→ Page excerpt
· · ·
I followed the cooking instructions from a Julia Child's book for making a plum pudding including "Use a special pan made for this purpose....with a very tight lid," "Let the pudding cool in its container. Store it in a cool wine cellar, or in the refrigerator." I bought a special plum pudding mold and made my pudding. I cooled and refrigerator-stored my pudding for a month when my built-in fridge's compressor died. While in shop being repaired, I stored by pudding in a bucket with ice packs. Due to condensation, I found rust marks on the plastic bucket from the outside bottom of the mold. I began to worry about the pudding, with acid ingredients, being left in the metal mold. I unmolded the pudding and found a small amount of rust spots on the inside of the mold. The inside of the lid was terribly rusted but hadn't touched the food. Since the metal content isn't known (although with rust, does it have to be an iron content?), could some poisonous toxins have leached out too? Are cooking containers made safely now to avoid tin-can type deaths as in the past? Can just the outside layer of the pudding be cut off and the rest will be safe?
· · ·
→ Available data
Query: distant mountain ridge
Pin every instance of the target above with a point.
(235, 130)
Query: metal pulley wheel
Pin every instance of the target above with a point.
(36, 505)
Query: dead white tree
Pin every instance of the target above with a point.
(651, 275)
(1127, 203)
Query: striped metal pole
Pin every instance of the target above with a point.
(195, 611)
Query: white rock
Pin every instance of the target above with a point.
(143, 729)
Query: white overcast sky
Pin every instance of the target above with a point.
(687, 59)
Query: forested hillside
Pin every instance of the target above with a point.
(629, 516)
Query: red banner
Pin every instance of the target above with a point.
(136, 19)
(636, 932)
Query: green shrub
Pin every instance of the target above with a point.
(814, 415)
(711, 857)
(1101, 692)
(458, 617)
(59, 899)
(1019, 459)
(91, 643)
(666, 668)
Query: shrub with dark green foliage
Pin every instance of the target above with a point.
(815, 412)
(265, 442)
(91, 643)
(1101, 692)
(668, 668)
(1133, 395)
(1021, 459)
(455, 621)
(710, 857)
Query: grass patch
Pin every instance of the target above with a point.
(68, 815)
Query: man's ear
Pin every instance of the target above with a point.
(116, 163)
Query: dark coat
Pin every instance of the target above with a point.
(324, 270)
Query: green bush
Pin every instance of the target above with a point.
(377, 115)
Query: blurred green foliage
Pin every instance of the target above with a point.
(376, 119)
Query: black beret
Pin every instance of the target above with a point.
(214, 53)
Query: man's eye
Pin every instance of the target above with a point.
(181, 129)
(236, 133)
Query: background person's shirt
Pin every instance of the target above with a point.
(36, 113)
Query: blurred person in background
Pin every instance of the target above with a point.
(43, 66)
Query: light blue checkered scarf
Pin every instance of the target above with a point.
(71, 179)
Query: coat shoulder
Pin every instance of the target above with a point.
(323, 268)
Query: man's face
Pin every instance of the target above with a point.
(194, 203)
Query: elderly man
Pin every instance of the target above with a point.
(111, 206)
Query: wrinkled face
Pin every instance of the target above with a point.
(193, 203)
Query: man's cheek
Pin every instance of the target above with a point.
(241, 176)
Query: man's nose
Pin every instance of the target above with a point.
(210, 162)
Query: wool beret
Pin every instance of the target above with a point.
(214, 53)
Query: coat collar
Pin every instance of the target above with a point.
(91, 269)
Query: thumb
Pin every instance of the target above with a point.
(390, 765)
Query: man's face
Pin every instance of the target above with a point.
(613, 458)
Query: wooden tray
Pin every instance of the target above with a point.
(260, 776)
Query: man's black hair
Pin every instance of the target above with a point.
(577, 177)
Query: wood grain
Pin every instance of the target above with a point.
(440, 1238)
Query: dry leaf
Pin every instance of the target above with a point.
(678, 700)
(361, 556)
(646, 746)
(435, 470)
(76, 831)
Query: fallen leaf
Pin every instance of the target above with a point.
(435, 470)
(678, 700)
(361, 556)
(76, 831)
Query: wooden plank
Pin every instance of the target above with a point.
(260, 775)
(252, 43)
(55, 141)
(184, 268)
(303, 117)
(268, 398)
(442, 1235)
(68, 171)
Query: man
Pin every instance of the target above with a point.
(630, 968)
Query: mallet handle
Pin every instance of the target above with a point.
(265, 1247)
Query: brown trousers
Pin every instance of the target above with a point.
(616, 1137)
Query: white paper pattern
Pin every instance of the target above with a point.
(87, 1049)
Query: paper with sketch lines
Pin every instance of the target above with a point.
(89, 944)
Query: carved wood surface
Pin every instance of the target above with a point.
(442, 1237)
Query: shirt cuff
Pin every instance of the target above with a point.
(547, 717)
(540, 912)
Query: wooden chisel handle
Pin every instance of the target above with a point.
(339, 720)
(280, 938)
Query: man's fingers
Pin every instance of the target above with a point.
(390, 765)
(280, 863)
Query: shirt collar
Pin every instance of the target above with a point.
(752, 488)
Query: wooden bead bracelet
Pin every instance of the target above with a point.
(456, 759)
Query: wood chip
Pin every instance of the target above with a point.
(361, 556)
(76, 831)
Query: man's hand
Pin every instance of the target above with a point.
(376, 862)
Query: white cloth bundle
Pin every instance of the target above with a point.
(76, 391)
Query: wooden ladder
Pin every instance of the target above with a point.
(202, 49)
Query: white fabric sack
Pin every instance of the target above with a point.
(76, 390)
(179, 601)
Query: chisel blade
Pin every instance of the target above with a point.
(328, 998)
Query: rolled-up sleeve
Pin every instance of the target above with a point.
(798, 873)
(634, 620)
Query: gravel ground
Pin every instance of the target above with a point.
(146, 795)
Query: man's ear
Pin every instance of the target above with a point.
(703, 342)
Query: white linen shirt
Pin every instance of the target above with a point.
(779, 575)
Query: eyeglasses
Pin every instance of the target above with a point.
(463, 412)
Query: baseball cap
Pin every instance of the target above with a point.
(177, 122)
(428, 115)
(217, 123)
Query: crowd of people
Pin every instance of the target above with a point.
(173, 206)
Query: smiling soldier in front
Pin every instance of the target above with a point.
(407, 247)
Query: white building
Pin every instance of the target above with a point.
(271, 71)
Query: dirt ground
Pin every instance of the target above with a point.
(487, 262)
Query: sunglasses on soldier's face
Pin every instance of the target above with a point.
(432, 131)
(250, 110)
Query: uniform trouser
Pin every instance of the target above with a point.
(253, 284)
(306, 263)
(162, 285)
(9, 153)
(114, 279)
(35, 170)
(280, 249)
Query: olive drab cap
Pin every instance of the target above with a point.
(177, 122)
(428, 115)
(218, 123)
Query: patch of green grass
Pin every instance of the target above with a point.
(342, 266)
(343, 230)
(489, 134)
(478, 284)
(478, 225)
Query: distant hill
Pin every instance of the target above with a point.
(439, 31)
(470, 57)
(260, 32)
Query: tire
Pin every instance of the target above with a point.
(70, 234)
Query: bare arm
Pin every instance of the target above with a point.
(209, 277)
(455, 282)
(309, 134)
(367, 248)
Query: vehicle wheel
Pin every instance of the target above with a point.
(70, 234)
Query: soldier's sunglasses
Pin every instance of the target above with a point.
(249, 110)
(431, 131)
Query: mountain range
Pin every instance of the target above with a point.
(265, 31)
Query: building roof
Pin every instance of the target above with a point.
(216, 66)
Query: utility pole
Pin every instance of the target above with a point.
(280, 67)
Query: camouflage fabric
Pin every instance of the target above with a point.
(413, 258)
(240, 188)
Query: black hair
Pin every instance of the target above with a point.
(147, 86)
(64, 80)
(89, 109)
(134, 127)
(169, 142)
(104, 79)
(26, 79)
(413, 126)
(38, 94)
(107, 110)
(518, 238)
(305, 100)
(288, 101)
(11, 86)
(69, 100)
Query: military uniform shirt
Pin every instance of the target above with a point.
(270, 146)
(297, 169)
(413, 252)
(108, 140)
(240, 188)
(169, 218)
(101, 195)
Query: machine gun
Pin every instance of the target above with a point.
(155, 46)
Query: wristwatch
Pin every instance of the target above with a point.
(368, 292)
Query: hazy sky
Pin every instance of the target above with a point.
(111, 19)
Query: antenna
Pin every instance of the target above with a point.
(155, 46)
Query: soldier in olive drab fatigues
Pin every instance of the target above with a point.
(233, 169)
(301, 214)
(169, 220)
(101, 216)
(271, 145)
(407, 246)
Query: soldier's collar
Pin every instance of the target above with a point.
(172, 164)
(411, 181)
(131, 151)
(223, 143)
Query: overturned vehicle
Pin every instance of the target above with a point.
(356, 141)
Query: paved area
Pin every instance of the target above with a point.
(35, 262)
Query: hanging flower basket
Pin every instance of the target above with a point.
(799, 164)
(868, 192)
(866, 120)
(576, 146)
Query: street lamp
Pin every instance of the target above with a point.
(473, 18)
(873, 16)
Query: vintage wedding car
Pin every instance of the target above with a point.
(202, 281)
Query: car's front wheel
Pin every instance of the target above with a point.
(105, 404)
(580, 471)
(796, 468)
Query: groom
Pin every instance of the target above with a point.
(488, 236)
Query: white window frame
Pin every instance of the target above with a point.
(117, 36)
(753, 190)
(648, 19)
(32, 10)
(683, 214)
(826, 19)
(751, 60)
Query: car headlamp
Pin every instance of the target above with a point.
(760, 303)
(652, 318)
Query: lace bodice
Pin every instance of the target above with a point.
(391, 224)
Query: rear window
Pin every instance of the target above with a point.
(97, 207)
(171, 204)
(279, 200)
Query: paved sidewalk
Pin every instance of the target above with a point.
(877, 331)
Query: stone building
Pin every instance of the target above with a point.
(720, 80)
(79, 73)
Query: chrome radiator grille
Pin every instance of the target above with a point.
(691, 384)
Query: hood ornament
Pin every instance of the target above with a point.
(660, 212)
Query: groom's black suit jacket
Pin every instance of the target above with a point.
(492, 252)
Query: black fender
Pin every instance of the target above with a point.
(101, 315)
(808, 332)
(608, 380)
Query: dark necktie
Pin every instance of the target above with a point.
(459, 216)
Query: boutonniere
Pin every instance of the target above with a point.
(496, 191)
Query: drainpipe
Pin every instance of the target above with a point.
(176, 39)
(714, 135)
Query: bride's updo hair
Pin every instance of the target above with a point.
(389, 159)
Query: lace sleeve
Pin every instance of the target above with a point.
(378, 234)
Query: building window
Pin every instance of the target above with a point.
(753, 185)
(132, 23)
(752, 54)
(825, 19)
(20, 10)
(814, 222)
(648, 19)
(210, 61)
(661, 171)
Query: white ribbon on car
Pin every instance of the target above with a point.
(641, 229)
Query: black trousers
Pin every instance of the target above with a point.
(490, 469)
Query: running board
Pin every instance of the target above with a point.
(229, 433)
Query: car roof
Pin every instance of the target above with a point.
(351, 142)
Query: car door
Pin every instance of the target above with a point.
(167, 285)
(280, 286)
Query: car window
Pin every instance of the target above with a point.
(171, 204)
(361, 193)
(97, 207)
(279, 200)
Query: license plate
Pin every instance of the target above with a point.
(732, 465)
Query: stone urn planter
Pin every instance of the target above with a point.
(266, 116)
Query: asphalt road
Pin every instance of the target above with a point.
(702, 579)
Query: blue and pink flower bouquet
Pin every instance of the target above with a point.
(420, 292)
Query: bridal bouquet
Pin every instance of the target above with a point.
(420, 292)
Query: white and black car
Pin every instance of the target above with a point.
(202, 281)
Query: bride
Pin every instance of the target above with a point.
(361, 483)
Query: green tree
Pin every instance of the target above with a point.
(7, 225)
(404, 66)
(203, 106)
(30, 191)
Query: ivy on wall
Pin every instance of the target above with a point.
· · ·
→ Tasks to perform
**a)** Do these statements agree with the text about the rusted plum pudding mold? For each, answer yes or no and quote the words from the text that decide it.
(i) The pudding had been kept in the refrigerator for a month when the compressor failed.
(ii) The rusted inside of the lid touched the pudding.
(iii) No rust was found on the inside of the mold.
**b)** Continue the text about the rusted plum pudding mold from the point where it stops.

→ Numbered answers
**a)**
(i) Yes: "I cooled and refrigerator-stored my pudding for a month when my built-in fridge's compressor died."
(ii) No: "The inside of the lid was terribly rusted but hadn't touched the food."
(iii) No: "I unmolded the pudding and found a small amount of rust spots on the inside of the mold."

**b)**
1 Answer 1


If it's only rust, you should be fine. Rust is oxidized iron and harmless. Check for other discolorations or changes in surface texture, that means something else is happening there If in doubt, ditch it.

Here's what I'd do: I'd cut off (rather generously) the rusted parts, sample a bit of pudding from the inside and decide if the recipe is worth another try in a new mold. Then, get yourself a new mold. This time, make sure it's appropriate for your intended use: Some puddings are cooked in the mold, then served right away (so no danger of excessive rusting), some , like your plum pudding, need longer time to "ripen". Maybe you coud get a porcelain mold?

  • I researched and think the mold was tinned steel. I cut off a very thin layer around the pudding and fed it to my husband. (After almost 50 years together, he's used to being my canary in the mine.) He's had no adverse effects, so it's still on for Christmas. Will reheat it for igniting in a covered bowl, not the mold. Cheers.
    – Gail Smith
    Nov 9, 2014 at 3:45
  • P.S. Wish the differentiation between mold properties and preparation requirements had been mentioned in the original recipe. Even sacrosanct chef/authors can make errors of omission.